• _SET EXERCISE 1_: Reproduce word for word the stretch of the court opinion below from "Hickox v. Vester" through "jury. We affirm.".
• _SET EXERCISE 2_: Condense the paragraph of the court opinion that begins "Hickox, the legal representative of the Citronelle Unit" into a bulleted list that keeps its main facts.
• _SET EXERCISE 3_: According to the court opinion below, roughly how many barrels of oil were spilled when the power oil line erupted?
— START OF TEXT SECTION —
Hickox v. Vester Morgan, Inc.

Decision Date30 September 1983
Citation439 So.2d 95
PartiesI.N. HICKOX, Unit Manager, Citronelle Unit v. VESTER MORGAN, INC. 81-922.
CourtAlabama Supreme Court

Edward G. Hawkins and Douglas L. Brown of Armbrecht, Jackson, DeMouy, Crowe, Holmes & Reeves, Mobile, for appellant.

Horace Moon, Jr. and William G. Jones, III, Mobile, for appellee.

BEATTY, Justice.

Defendant appeals from a $40,000.00 judgment entered in favor of the plaintiff for damages to plaintiff's property following an oil spill and as a result of the defendant's oil operations on plaintiff's land. The defendant claims error by the Circuit Court of Mobile County in its denial of his post-trial motions and in the trial court's submission of certain issues to the jury. We affirm.

The plaintiff, Vester Morgan, Inc. (Morgan), filed a complaint against I.N. Hickox, Unit Manager, Citronelle Unit, seeking the recovery of damages as a result of several events which took place on plaintiff's property. The property involved is a 40-acre tract of land in Mobile County in which the mineral and surface rights have been severed. Morgan is the owner of the surface rights.

Hickox, the legal representative of the Citronelle Unit (a large group of oil and gas producers who operate the unit field for the mutual benefit of the group as a whole) is engaged in the extraction of oil and gas on the Morgan property. This property is included in the Citronelle Unit. On or about December 15, 1980, a power oil line belonging to the Citronelle Unit erupted and caused a spill of approximately 30 barrels of oil on property northwest of the Morgan property. The oil entered a small creek which carried it into low lying areas on the Morgan property. A road was bulldozed down a hill to the creek by Hickox in an attempt to reclaim the oil. Morgan was not informed of the spill, but discovered it when on the property during Christmas holidays. The defendant claims every effort was made to protect and restore the land following the spill.
— END OF TEXT SECTION —
— START OF AVAILABLE DATA —
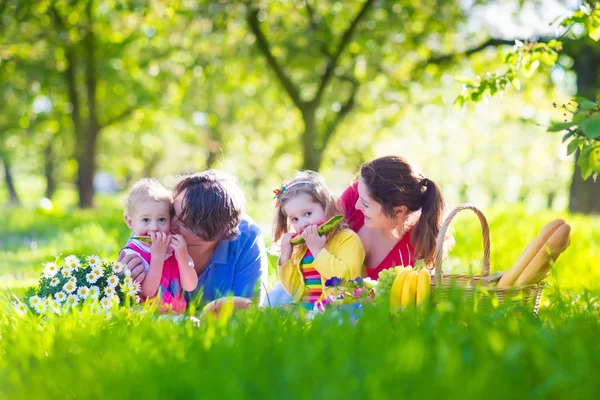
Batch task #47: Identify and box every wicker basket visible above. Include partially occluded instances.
[431,204,544,315]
— END OF AVAILABLE DATA —
• _EXERCISE SOLUTION 1_:
Hickox v. Vester Morgan, Inc.

Decision Date30 September 1983
Citation439 So.2d 95
PartiesI.N. HICKOX, Unit Manager, Citronelle Unit v. VESTER MORGAN, INC. 81-922.
CourtAlabama Supreme Court

Edward G. Hawkins and Douglas L. Brown of Armbrecht, Jackson, DeMouy, Crowe, Holmes & Reeves, Mobile, for appellant.

Horace Moon, Jr. and William G. Jones, III, Mobile, for appellee.

BEATTY, Justice.

Defendant appeals from a $40,000.00 judgment entered in favor of the plaintiff for damages to plaintiff's property following an oil spill and as a result of the defendant's oil operations on plaintiff's land. The defendant claims error by the Circuit Court of Mobile County in its denial of his post-trial motions and in the trial court's submission of certain issues to the jury. We affirm.

• _EXERCISE SOLUTION 2_:
- Hickox is the legal representative of the Citronelle Unit, a large group of oil and gas producers who operate the unit field for the group's mutual benefit. He extracts oil and gas on the Morgan property, which is part of the unit.
- On or about December 15, 1980, a Citronelle Unit power oil line erupted and spilled about 30 barrels of oil on property northwest of the Morgan property.
- A small creek carried the oil into low-lying areas on the Morgan property.
- Hickox bulldozed a road down a hill to the creek to try to reclaim the oil.
- Morgan was not told of the spill and discovered it while on the property during the Christmas holidays.
- The defendant claims every effort was made to protect and restore the land after the spill.

• _EXERCISE SOLUTION 3_: Approximately 30 barrels.